-- start of EXTRACTED INFORMATION --

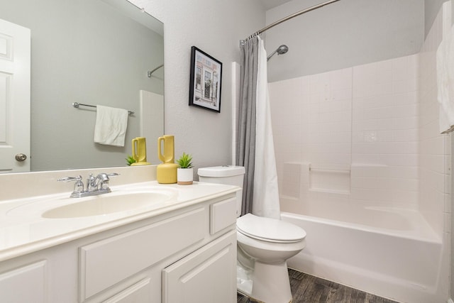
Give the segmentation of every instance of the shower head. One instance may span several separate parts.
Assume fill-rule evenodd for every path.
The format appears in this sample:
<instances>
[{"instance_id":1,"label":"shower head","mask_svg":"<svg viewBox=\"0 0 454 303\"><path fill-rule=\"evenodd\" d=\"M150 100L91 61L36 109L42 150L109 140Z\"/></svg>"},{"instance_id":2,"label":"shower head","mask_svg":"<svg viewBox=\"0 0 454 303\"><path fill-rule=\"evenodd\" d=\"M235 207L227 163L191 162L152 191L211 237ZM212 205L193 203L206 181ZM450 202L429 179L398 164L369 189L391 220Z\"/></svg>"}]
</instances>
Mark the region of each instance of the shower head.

-- end of EXTRACTED INFORMATION --
-- start of EXTRACTED INFORMATION --

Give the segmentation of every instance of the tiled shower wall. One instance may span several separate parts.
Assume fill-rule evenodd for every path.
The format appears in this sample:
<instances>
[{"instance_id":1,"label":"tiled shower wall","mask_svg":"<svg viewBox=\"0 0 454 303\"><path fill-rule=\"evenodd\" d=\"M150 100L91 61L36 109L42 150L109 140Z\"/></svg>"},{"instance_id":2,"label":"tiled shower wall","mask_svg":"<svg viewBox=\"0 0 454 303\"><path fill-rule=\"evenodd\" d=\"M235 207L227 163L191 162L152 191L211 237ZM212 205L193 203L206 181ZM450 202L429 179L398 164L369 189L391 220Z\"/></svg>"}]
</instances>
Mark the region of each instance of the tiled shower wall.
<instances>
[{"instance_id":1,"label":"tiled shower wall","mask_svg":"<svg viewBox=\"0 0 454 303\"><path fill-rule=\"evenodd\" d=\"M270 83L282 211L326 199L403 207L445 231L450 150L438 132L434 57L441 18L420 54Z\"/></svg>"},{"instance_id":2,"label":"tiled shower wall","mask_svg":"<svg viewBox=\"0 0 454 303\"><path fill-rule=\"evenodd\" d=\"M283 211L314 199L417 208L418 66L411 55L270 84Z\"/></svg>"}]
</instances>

-- end of EXTRACTED INFORMATION --
-- start of EXTRACTED INFORMATION --

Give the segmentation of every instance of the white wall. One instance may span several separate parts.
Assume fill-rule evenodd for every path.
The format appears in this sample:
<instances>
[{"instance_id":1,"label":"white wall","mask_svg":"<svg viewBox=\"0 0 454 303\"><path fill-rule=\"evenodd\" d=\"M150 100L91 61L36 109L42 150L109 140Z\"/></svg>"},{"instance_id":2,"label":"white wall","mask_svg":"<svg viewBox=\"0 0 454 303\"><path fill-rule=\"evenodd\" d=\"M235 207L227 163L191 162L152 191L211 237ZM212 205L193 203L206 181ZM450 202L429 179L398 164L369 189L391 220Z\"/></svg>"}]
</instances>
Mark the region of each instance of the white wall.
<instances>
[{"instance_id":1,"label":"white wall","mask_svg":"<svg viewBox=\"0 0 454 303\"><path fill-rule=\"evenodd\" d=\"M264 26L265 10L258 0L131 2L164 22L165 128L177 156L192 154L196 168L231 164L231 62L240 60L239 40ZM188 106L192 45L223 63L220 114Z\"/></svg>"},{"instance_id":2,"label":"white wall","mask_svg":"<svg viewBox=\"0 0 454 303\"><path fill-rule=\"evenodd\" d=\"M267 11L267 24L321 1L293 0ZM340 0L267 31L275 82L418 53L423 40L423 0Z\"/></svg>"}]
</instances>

-- end of EXTRACTED INFORMATION --

YOUR OBJECTIVE:
Put the records into a numbered list with one line per item and no blank lines, starting at the line containing "Give the segmentation of every instance of the shower" and ending after the line containing "Mark the region of each instance of the shower". Include only those lines.

WRITTEN ANSWER:
1. Give the segmentation of every instance of the shower head. One instance may span several separate parts.
2. Assume fill-rule evenodd for every path.
3. The format appears in this sample:
4. <instances>
5. [{"instance_id":1,"label":"shower head","mask_svg":"<svg viewBox=\"0 0 454 303\"><path fill-rule=\"evenodd\" d=\"M150 100L91 61L36 109L42 150L109 140Z\"/></svg>"},{"instance_id":2,"label":"shower head","mask_svg":"<svg viewBox=\"0 0 454 303\"><path fill-rule=\"evenodd\" d=\"M235 207L227 163L191 162L152 191L211 237ZM212 205L193 203L206 181ZM450 202L429 179L398 164L369 189L391 220Z\"/></svg>"}]
6. </instances>
7. Mark the region of each instance of the shower head.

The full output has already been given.